#### GOAL:
Retype only what runs from the line that contains "In this exercise you will mark the rear window" through the last line of the listing below, both lines included.

#### STORED DATA:
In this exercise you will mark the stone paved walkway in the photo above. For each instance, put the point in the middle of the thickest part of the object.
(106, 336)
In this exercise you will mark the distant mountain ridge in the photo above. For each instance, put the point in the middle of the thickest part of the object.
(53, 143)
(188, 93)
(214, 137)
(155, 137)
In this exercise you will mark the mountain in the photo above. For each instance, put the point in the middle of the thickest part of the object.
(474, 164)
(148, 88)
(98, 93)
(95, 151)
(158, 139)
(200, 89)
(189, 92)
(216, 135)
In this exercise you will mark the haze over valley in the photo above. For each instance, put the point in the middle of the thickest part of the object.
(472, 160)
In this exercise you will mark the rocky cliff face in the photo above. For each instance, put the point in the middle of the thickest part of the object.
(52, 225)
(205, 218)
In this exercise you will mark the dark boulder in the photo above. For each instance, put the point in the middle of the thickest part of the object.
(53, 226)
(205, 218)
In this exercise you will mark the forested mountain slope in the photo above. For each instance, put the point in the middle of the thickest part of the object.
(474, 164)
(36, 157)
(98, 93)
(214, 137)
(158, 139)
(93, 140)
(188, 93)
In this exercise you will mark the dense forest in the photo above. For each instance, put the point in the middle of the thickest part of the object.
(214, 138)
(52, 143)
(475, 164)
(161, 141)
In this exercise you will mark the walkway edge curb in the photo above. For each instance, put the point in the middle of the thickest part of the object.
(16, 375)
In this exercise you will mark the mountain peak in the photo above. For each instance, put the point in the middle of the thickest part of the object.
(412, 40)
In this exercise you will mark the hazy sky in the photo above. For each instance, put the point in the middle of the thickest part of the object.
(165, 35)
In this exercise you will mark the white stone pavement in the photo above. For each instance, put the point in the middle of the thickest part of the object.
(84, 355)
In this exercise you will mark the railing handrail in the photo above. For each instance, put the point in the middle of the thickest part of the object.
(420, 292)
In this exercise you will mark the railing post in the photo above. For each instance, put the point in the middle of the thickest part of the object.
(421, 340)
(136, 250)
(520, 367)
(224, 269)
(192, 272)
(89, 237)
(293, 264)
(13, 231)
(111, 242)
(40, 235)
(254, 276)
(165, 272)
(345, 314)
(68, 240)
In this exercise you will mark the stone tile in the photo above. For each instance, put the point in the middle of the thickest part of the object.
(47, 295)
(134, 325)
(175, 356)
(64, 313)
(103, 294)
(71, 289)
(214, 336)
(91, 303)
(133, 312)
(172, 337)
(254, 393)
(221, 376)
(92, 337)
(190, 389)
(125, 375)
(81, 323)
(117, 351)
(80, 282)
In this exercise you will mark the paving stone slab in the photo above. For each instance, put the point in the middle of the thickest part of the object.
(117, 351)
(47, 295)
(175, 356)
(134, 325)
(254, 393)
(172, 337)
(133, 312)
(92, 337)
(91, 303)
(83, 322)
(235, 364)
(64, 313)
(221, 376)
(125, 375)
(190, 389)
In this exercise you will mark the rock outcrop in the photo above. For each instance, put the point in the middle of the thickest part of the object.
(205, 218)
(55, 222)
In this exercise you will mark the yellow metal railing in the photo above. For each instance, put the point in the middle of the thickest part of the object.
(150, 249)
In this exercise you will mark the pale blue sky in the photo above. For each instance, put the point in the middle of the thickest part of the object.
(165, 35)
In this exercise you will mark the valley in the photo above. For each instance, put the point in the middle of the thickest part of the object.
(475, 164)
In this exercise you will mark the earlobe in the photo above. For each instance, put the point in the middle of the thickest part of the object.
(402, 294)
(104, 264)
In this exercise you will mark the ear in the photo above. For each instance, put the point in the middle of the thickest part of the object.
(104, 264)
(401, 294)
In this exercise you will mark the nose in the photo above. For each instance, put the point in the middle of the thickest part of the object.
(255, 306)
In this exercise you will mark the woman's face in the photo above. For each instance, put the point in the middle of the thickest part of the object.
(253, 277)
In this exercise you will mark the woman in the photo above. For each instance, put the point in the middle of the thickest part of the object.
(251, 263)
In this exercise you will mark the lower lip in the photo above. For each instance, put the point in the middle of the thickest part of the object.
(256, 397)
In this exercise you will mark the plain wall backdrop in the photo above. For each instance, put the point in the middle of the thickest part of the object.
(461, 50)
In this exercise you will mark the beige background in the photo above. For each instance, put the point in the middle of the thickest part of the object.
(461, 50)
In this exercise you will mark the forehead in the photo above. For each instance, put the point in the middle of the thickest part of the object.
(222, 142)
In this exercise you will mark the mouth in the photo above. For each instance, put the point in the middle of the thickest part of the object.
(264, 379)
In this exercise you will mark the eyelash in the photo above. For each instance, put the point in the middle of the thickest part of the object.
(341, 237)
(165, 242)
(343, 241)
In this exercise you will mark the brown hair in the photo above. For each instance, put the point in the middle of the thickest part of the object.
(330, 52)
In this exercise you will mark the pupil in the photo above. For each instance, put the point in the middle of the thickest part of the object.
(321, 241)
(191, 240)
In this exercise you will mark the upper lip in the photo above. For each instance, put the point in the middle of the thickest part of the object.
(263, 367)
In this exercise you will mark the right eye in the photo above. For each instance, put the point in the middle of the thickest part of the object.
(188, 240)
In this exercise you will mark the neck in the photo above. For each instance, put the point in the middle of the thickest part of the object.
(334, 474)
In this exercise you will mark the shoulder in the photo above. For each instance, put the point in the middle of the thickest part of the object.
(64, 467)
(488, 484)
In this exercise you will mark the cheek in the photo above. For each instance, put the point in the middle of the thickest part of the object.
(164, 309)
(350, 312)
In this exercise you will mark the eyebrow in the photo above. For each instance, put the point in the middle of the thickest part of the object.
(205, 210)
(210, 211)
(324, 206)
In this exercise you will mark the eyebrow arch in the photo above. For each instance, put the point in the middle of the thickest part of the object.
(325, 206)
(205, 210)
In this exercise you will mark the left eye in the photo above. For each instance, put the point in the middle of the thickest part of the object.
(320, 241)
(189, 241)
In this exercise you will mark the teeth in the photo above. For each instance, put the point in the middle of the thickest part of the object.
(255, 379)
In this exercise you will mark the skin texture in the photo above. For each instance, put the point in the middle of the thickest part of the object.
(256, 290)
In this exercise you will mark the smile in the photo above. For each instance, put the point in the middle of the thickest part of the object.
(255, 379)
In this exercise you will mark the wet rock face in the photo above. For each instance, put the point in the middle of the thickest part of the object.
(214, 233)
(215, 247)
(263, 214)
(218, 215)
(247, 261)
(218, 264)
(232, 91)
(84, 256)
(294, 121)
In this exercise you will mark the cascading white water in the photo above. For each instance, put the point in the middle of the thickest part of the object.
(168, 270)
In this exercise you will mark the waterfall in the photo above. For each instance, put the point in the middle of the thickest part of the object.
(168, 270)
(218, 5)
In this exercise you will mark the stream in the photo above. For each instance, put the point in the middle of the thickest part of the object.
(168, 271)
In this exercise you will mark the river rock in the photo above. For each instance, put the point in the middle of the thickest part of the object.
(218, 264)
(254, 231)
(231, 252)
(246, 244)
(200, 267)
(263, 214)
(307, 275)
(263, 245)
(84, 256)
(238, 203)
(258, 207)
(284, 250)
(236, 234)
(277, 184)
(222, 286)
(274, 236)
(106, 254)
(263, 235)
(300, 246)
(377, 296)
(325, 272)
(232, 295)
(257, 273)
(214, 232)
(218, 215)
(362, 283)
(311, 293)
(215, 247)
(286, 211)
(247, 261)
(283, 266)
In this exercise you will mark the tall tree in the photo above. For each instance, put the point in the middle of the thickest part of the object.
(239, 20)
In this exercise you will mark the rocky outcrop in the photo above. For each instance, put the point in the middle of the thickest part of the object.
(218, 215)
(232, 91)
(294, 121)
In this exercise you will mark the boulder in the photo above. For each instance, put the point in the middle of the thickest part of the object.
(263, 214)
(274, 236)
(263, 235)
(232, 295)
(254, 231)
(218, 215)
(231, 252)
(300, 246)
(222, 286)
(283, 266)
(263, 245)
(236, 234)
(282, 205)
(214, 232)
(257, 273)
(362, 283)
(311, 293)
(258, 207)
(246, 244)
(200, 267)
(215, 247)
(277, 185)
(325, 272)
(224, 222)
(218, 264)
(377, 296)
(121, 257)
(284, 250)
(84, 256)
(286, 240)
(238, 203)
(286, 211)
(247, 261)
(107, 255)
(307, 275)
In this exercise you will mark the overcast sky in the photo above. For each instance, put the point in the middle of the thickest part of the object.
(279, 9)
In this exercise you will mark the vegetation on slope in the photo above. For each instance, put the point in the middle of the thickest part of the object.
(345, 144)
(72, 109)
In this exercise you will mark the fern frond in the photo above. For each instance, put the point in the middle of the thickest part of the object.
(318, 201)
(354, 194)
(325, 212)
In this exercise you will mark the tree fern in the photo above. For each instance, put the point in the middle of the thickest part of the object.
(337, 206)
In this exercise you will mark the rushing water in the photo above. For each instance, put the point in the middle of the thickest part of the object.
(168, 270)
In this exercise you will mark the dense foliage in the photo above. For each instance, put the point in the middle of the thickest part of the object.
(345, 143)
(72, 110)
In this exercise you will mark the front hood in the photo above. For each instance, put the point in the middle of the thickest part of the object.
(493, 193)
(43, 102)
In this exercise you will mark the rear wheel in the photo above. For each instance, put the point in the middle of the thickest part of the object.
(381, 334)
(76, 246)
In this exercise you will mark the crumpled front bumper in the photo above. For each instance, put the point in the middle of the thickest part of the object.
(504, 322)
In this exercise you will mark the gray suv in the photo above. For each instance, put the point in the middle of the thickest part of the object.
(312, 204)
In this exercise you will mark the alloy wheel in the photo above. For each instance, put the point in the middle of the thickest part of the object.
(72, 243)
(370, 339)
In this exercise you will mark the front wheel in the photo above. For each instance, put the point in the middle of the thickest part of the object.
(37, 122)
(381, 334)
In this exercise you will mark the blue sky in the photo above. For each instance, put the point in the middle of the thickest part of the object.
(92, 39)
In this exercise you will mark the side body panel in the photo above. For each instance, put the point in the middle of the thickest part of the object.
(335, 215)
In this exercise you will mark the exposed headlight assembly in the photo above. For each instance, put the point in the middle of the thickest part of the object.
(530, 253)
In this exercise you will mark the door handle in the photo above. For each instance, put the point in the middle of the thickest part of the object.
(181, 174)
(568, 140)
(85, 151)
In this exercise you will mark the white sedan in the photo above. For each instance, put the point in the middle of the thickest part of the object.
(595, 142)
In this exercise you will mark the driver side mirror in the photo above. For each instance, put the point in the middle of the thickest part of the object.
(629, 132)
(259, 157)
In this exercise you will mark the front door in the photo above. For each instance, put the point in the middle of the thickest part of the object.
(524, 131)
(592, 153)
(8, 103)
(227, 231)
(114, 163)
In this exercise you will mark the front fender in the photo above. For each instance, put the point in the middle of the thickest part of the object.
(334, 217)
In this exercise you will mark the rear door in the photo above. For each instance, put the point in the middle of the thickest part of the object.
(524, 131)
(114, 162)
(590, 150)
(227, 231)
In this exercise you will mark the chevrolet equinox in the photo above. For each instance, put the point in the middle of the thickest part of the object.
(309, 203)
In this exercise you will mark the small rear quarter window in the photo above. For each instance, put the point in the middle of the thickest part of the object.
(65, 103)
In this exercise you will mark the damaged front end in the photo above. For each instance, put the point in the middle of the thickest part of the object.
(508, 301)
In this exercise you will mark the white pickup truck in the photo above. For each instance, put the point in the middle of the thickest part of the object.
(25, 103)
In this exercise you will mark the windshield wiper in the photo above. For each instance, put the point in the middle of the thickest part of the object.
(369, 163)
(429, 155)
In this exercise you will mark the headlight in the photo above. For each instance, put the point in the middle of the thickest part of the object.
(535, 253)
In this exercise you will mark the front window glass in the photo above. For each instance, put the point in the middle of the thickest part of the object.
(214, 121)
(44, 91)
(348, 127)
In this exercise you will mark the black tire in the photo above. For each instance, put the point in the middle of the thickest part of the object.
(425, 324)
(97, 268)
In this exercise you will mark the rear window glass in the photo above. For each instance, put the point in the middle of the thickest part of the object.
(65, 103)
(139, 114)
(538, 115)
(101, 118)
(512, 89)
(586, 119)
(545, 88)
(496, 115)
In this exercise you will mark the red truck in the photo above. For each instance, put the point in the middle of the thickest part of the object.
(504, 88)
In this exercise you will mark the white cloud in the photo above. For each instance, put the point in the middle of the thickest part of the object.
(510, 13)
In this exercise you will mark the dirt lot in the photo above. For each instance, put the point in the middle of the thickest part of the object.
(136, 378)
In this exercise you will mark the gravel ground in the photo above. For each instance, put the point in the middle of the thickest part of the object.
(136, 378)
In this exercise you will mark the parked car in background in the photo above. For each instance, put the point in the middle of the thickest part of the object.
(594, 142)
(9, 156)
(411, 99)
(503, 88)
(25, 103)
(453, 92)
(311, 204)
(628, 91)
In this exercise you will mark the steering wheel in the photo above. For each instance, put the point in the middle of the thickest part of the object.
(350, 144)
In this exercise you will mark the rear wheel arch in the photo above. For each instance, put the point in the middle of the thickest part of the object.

#### RESULT OF THE TASK:
In this exercise you will mark the rear window glass in the photo above. For each instance, put the point in the middle of the thickest part of the object.
(65, 103)
(139, 114)
(538, 115)
(101, 118)
(512, 89)
(586, 119)
(545, 88)
(496, 115)
In this exercise you will mark the red truck in the photo above. For each instance, put the point in the middle of the thickest part of the object.
(504, 88)
In this exercise you will mark the white cloud in the photo above. For each instance, put the point in the middle of the thickest part of the object.
(510, 13)
In this exercise you will mark the dirt lot in the photo above. For each instance, put the point in the middle of the thickest part of the object.
(136, 378)
In this exercise you will mark the gravel ground in the photo above. For each instance, put the point in the middle of the thickest part of the object.
(136, 378)
In this exercise you will mark the parked car in background in the photo above. For each instance, put the point in the middle of the thickest part of the object.
(594, 142)
(9, 156)
(411, 99)
(503, 88)
(25, 103)
(453, 92)
(311, 204)
(628, 91)
In this exercise you will mark the steering wheel in the photo above. For each instance, put the point in the middle of the thickest part of the object.
(350, 144)
In this exercise you will mark the rear wheel arch in the photo above. For each instance, put the point in the middle of the thickest part of the object.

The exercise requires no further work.